***** Extracted entries

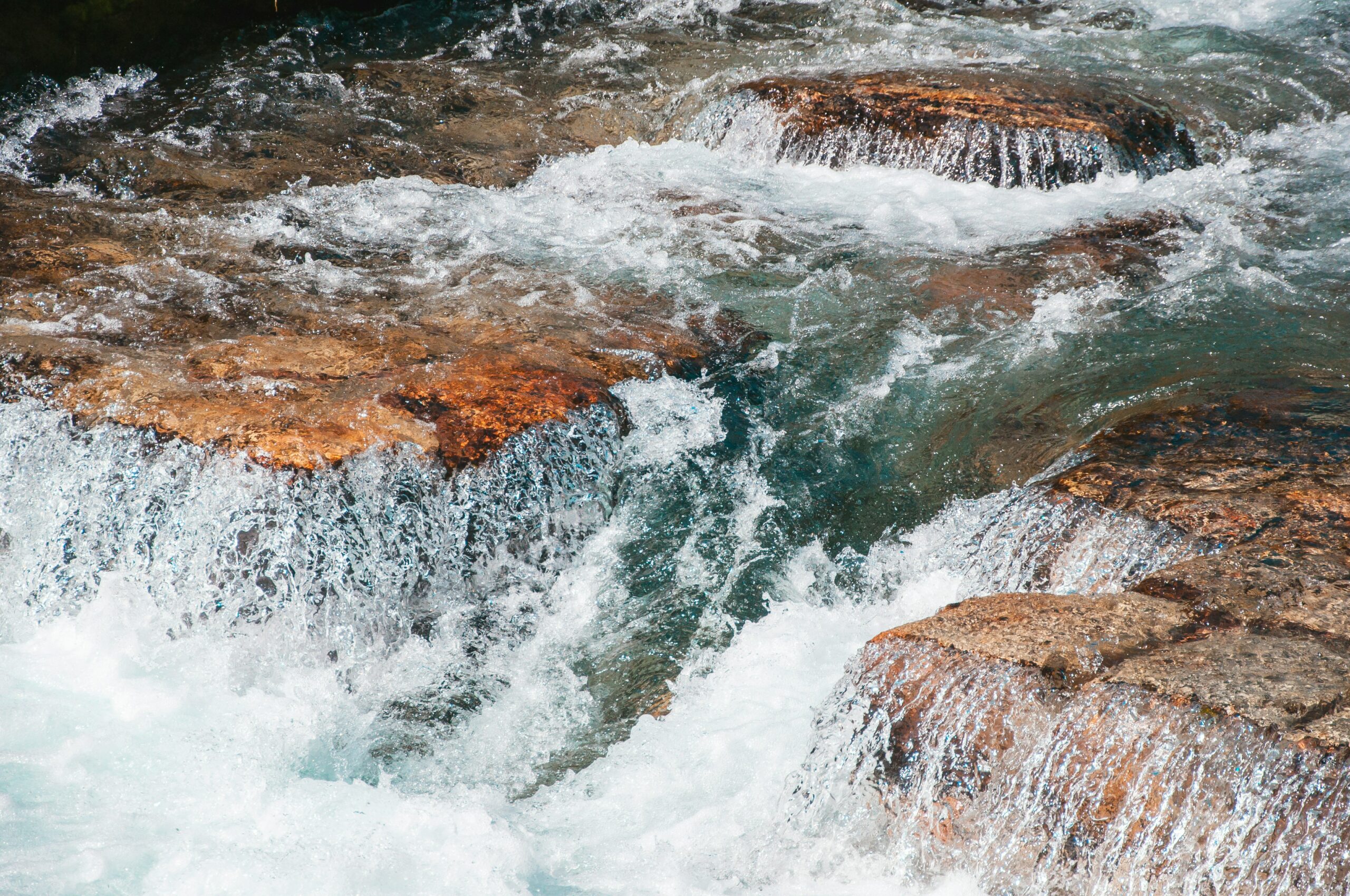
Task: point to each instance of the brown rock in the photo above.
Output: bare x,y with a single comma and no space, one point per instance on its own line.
1071,637
1266,586
1278,680
977,124
516,351
1124,249
1269,465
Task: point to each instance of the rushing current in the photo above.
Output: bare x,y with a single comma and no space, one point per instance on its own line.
604,661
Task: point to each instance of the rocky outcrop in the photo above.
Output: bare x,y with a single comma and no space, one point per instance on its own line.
1259,627
504,351
1097,728
1009,284
975,124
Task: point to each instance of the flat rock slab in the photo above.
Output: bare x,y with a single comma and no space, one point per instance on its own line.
1009,285
292,381
1068,636
1264,585
1279,680
977,124
1269,465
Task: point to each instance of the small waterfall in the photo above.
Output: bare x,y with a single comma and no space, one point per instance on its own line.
966,150
1026,539
958,763
350,559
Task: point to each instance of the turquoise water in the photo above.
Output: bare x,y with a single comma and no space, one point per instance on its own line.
486,732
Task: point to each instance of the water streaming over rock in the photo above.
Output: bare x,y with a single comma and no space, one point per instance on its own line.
623,654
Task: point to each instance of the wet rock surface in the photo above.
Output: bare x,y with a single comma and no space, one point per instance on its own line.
295,382
974,124
1011,284
1067,637
1256,627
1201,713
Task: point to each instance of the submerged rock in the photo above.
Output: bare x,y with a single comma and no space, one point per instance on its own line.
1008,287
1008,130
1118,735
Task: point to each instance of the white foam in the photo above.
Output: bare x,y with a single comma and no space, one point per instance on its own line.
78,100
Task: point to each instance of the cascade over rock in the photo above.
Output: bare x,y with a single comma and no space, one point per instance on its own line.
975,124
1129,704
304,388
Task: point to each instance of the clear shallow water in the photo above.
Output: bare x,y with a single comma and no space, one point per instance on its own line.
419,701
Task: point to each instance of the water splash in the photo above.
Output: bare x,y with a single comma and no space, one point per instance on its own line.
78,100
1026,539
353,559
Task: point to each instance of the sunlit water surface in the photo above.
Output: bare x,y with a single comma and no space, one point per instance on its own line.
219,679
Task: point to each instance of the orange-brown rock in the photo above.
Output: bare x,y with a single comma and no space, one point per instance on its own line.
1068,637
1259,465
1110,737
977,124
458,382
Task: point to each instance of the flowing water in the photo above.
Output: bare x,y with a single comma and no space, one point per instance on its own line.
592,666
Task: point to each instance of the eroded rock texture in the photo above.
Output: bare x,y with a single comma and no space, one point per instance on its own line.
974,124
1203,713
222,346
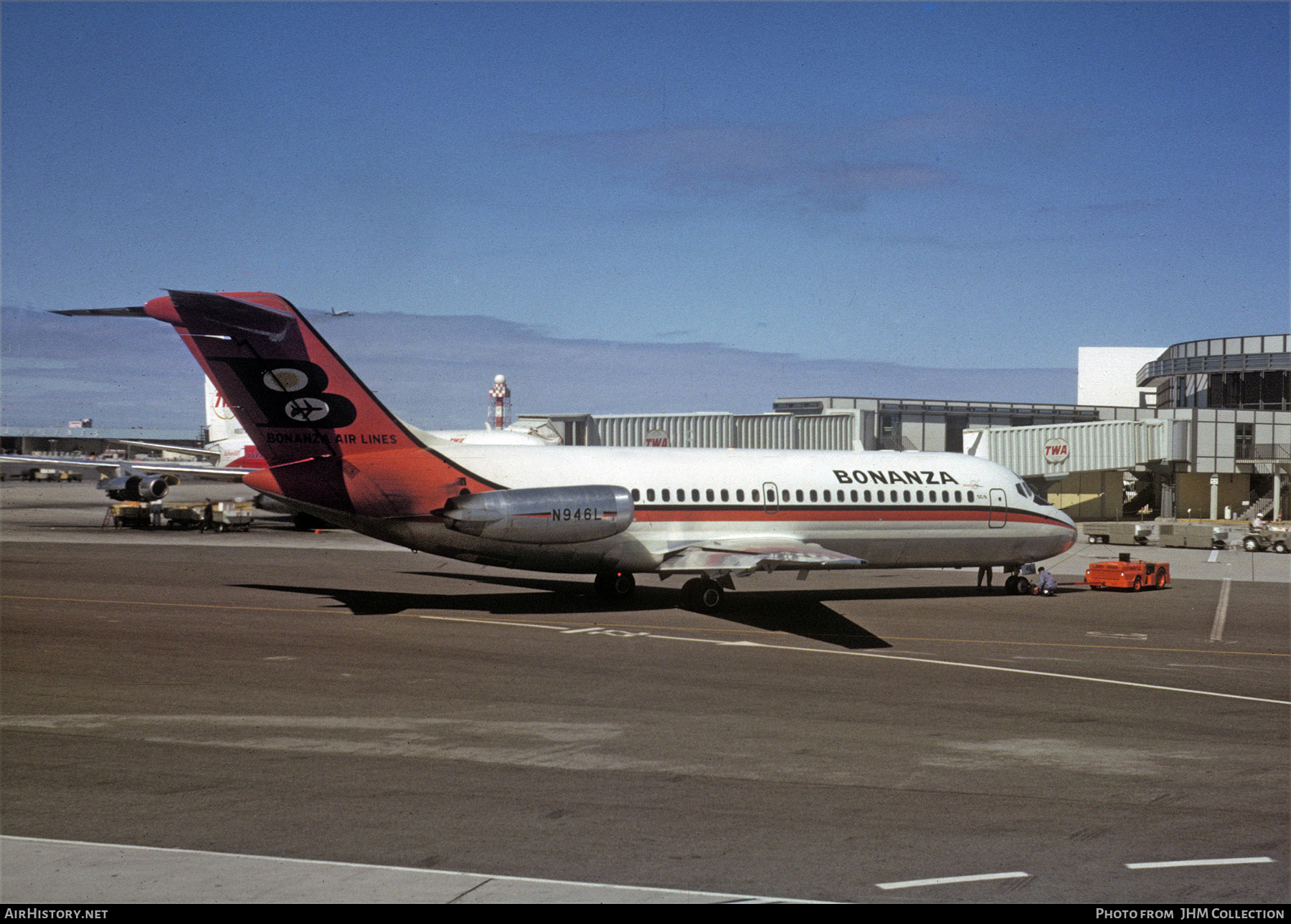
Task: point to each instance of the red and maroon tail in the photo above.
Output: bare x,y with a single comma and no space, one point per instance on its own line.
327,439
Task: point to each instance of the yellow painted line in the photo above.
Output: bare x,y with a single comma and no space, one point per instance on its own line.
635,625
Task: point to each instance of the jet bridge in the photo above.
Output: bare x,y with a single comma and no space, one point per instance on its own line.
1052,452
1084,467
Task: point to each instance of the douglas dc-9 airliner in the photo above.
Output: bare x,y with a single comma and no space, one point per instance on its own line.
334,451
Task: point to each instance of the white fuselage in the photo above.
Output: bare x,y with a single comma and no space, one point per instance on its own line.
891,509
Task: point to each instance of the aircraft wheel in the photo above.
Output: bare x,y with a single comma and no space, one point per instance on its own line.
615,585
703,595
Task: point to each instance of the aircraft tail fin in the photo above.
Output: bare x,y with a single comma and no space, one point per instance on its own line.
327,439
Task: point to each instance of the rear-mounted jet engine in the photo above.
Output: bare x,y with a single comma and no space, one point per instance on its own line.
542,515
140,487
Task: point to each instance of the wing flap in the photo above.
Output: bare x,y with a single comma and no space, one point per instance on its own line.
745,558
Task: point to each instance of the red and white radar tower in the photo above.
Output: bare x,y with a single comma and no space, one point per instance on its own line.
500,399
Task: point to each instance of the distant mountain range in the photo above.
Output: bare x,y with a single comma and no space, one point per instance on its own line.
437,371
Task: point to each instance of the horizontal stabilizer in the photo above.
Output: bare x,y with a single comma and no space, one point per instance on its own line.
749,556
221,313
137,311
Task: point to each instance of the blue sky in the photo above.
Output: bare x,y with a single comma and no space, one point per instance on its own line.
932,185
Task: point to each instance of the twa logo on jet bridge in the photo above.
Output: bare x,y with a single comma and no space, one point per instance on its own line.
1056,451
894,477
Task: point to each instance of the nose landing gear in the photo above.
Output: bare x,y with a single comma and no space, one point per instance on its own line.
615,585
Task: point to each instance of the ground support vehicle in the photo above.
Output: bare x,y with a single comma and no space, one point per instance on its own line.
1268,540
225,517
1127,575
1192,536
1118,533
133,514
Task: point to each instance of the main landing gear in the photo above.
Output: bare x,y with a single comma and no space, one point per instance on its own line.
615,585
703,595
1018,585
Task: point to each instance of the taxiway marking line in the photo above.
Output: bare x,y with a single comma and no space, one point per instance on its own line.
747,643
635,625
406,869
1221,611
1229,861
942,880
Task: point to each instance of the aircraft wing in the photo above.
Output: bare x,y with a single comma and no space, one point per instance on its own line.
186,451
744,556
120,467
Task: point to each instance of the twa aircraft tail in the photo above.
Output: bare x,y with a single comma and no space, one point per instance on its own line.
329,444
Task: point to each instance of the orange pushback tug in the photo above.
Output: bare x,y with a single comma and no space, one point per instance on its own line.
1127,575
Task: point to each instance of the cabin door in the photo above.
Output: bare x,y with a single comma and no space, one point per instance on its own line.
768,497
998,509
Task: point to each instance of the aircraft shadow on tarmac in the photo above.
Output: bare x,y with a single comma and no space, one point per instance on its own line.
793,612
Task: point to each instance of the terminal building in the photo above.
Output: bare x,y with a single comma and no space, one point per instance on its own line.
1197,430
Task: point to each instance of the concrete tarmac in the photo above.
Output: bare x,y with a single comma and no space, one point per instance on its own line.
866,737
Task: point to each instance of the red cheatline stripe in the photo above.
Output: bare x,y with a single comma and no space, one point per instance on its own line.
826,515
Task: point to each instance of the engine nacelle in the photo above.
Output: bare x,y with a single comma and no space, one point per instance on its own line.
137,488
542,515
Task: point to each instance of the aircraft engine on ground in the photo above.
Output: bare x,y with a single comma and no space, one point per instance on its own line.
542,515
138,487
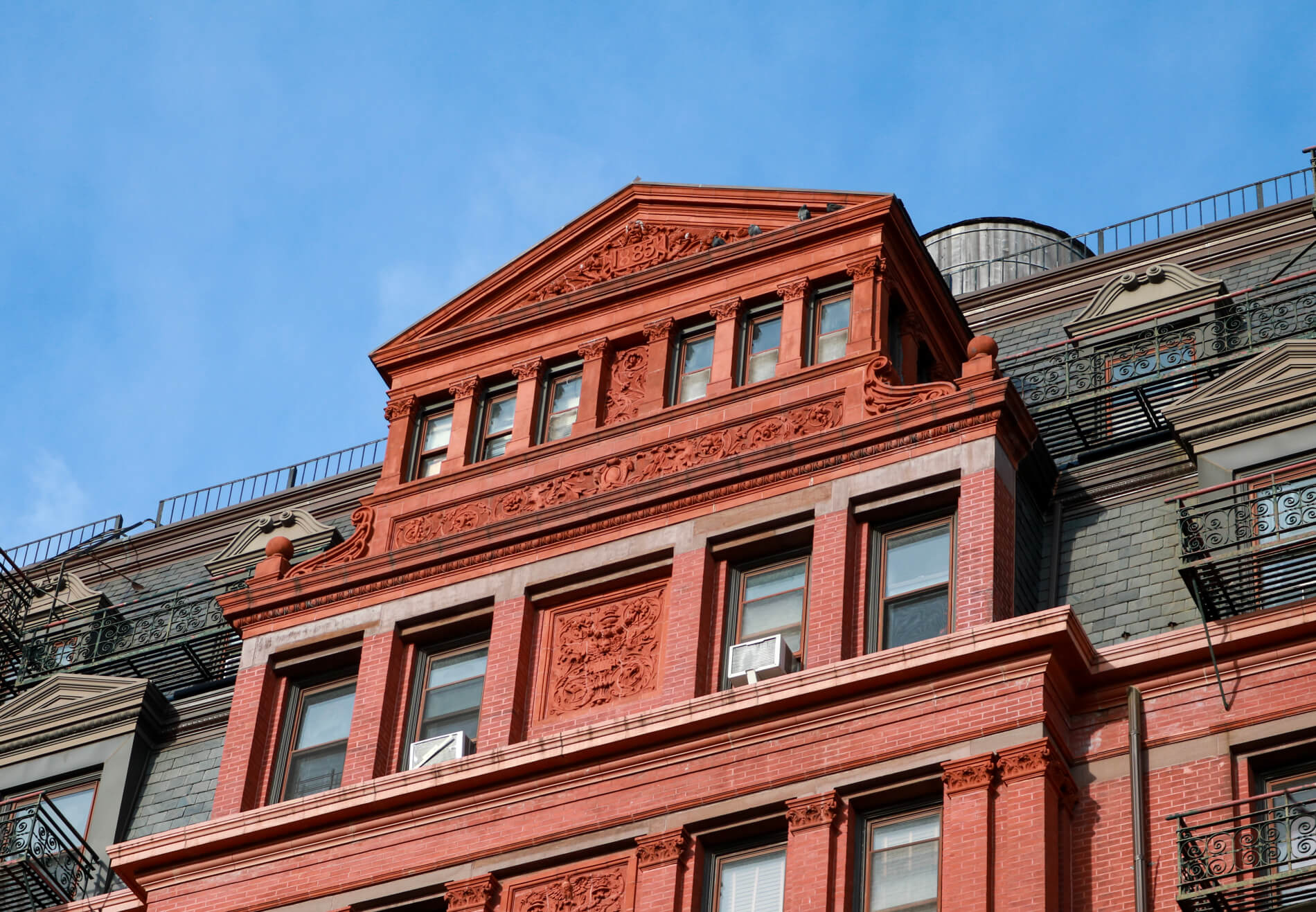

**********

(What is asked):
Count the lines in the listing that contain the word "over". Reply with the number alone.

(Result of the exercise):
2